■ Work instructions ■
Your response should contain every record below, copied exactly.

■ Material shown ■
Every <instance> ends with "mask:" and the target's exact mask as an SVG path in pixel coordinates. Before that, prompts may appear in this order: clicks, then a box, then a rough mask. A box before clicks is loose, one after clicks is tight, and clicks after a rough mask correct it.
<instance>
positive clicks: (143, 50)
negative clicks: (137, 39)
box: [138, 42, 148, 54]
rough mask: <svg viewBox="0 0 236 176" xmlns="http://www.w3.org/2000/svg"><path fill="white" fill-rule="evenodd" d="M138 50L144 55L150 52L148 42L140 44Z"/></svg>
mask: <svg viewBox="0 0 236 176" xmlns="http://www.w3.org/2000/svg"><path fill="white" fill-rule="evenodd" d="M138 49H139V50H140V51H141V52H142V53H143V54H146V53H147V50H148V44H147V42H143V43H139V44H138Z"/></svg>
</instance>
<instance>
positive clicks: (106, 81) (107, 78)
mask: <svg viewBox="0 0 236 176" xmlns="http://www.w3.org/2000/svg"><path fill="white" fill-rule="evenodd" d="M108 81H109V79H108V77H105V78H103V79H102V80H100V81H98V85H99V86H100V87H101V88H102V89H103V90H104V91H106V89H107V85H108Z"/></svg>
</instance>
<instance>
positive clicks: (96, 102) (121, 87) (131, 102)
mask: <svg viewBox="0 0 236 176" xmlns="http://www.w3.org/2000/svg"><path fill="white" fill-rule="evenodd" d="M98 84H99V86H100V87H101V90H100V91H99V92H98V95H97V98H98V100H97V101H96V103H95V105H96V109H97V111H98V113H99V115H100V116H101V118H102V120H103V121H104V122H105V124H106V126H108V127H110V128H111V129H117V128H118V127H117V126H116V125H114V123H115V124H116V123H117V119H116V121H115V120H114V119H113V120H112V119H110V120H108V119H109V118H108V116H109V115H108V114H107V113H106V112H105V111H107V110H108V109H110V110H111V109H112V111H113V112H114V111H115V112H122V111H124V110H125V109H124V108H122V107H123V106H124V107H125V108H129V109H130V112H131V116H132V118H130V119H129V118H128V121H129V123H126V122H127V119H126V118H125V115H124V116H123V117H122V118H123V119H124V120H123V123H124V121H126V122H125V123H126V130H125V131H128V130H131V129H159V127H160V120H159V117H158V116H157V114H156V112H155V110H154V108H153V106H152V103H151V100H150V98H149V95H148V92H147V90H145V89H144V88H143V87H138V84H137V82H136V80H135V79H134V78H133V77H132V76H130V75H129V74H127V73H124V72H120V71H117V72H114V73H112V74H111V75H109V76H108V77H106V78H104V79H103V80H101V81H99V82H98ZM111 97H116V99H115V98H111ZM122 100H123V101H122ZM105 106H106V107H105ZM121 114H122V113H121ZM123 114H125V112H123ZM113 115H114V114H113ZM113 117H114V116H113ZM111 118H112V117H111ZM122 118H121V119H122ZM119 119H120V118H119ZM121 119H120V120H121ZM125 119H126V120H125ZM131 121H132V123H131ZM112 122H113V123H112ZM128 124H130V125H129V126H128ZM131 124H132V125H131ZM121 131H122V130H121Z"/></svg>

■ Task solution ■
Every <instance> ends with "mask:" and the target's exact mask as an SVG path in pixel coordinates. Before that, prompts may appear in this order: clicks, then a box, then a rough mask. A box before clicks is loose, one after clicks is tight, and clicks after a rough mask correct it.
<instance>
positive clicks: (143, 50)
negative clicks: (137, 39)
box: [138, 42, 148, 54]
rough mask: <svg viewBox="0 0 236 176" xmlns="http://www.w3.org/2000/svg"><path fill="white" fill-rule="evenodd" d="M138 50L144 55L150 52L148 42L140 44Z"/></svg>
mask: <svg viewBox="0 0 236 176" xmlns="http://www.w3.org/2000/svg"><path fill="white" fill-rule="evenodd" d="M138 49H139V50H140V51H141V52H142V53H143V54H146V53H147V50H148V44H147V42H143V43H139V44H138Z"/></svg>
</instance>
<instance>
positive clicks: (106, 81) (107, 78)
mask: <svg viewBox="0 0 236 176" xmlns="http://www.w3.org/2000/svg"><path fill="white" fill-rule="evenodd" d="M108 81H109V79H108V77H105V78H103V79H102V80H100V81H98V85H99V86H100V87H101V88H102V89H103V90H104V91H106V89H107V85H108Z"/></svg>
</instance>
<instance>
positive clicks: (96, 102) (121, 87) (131, 102)
mask: <svg viewBox="0 0 236 176" xmlns="http://www.w3.org/2000/svg"><path fill="white" fill-rule="evenodd" d="M98 84H99V86H100V87H101V90H100V91H99V92H98V95H97V98H98V100H97V101H96V103H95V105H96V109H97V111H98V113H99V115H100V116H101V118H102V120H103V121H104V122H105V124H106V126H108V127H110V128H111V129H117V128H118V127H117V126H116V125H114V123H115V124H116V123H117V119H116V121H115V120H114V119H113V120H112V119H110V120H108V119H109V118H108V116H109V115H108V114H107V113H106V112H105V111H107V110H108V109H110V110H111V109H112V111H113V112H114V111H115V112H122V111H124V110H125V109H124V108H122V107H123V106H124V107H125V108H129V109H130V112H131V116H132V118H130V119H129V118H128V121H129V123H126V122H127V119H126V118H125V115H124V116H123V117H122V118H123V119H124V120H123V123H124V121H126V122H125V123H126V130H125V131H128V130H131V129H159V127H160V120H159V117H158V116H157V114H156V112H155V110H154V108H153V106H152V103H151V100H150V98H149V95H148V92H147V90H145V89H144V88H143V87H138V84H137V82H136V80H135V79H134V78H133V77H132V76H130V75H129V74H127V73H124V72H120V71H117V72H114V73H112V74H111V75H109V76H108V77H106V78H104V79H103V80H101V81H99V82H98ZM111 97H116V99H115V98H111ZM122 100H123V101H122ZM105 106H106V107H105ZM121 114H122V113H121ZM123 114H125V112H123ZM113 115H114V114H113ZM113 117H114V116H113ZM111 118H112V117H111ZM122 118H121V119H122ZM119 119H120V118H119ZM121 119H120V120H121ZM125 119H126V120H125ZM131 121H132V123H131ZM112 122H113V123H112ZM128 124H130V125H129V126H128ZM131 124H132V125H131ZM121 131H122V130H121Z"/></svg>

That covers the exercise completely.